# Pioneer P99 vs Alpine F#1 Status



## Jarsha (Jan 2, 2010)

Good morning all,

im now currently deciding which pure deck i should get for my new active setup.

Though both are pure decks, the P99 i find is more aesthetically pleasing although the Alpine does give me an 'old skool' look.

In terms of sound quality, which HU would be better? im more into vocals and instruments.

Thanks in advance
J


----------



## t3sn4f2 (Jan 3, 2007)

Jarsha said:


> Good morning all,
> 
> im now currently deciding which pure deck i should get for my new active setup.
> 
> ...


_These types_ of head units are at an analog output quality level that FAR exceeds what a CD formats can produce. IOW the weakest link is going to be by far the CD format's resolution. Any degradation by these units to that format will be minuscule and based on math and the physics of acoustics, inaudible.


----------



## Melodic Acoustic (Oct 10, 2005)

Hmmmm two totally different decks. P99 4-way active with all tuning function built in. F#1 head is a transport. Very hard to compare the two. Add the f#1 processor then we can talk.


----------



## Jarsha (Jan 2, 2010)

Yeah im looking at either the p99 or F1 with h990 processor.


----------



## kyheng (Jan 31, 2007)

A ~$8k system vs ~$2k... That's a good comparison.


----------



## rc10mike (Mar 27, 2008)

Get the P99RS, spend the $$$ you saved on install.


----------



## kyheng (Jan 31, 2007)

X2, get a P99, get decent amps, speakers will sound better.


----------



## psycle_1 (Aug 4, 2005)

Had the DVI-9990 and H990, sold them and got the P01 (japanese P99)... Haven't looked back since. To my ears, the P01 sounds more precise. The F#1 setup sounded warmer. This may or may not work in your setup, depends on the drivers used in your system. Also gained some depth after swapping to the P01, using the exact same tuning.

Also, keep in mind that Alpine barely has any technical support for the F#1 anymore. If it needs to be worked on, I'd say they'd have to send it to Japan, which can cost a pretty penny.

Save your money, go with the P99.


----------



## IBcivic (Jan 6, 2009)

the cda-7990 can be a little fussy with certain cd's. i'd vote for the p99 too. 
although i still have a soft spot for the 7990.


----------



## kyheng (Jan 31, 2007)

US the support I'm not that sure, but Singapore there's wtill support for F#1 units. Both also using the same series of TI's Aureus DSP. So I will consider P99 as F#1 - PCM1704.


----------



## Jarsha (Jan 2, 2010)

Currently i'm on p99 but have the option to try out the f1 and see how it will sound. However , based on the feedback, it seems that the p99 is a better choice. Once I try out the f1 I'll update again.


----------



## mmiller (Mar 7, 2008)

_Dataset entries_
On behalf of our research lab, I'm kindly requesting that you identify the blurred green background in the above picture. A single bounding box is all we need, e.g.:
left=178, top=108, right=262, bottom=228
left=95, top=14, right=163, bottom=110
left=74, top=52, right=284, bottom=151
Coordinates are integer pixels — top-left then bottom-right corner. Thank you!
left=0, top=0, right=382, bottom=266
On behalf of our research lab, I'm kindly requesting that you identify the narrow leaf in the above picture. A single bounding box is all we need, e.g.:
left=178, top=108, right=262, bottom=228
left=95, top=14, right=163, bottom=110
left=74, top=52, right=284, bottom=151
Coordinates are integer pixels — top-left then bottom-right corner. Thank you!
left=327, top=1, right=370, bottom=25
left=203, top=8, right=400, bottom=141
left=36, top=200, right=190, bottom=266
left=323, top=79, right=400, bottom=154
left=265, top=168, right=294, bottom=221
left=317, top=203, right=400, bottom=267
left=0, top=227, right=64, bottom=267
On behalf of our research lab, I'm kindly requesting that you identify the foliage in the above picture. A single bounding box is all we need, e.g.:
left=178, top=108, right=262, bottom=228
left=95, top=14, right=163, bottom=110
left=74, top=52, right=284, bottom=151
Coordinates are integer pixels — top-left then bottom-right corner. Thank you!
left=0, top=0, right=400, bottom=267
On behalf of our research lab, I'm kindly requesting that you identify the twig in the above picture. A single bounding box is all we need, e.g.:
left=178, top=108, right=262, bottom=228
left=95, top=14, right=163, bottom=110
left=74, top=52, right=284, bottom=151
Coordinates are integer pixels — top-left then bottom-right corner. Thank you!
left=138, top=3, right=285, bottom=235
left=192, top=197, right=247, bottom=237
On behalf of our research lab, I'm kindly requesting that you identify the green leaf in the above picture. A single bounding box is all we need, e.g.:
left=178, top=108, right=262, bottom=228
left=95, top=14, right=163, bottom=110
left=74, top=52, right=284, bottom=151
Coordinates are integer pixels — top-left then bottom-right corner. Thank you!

_Exercise description_
In the thread comparing the Pioneer P99 and Alpine F#1, what does psycle_1 say the P01 is?

_Complete response_
The Japanese P99.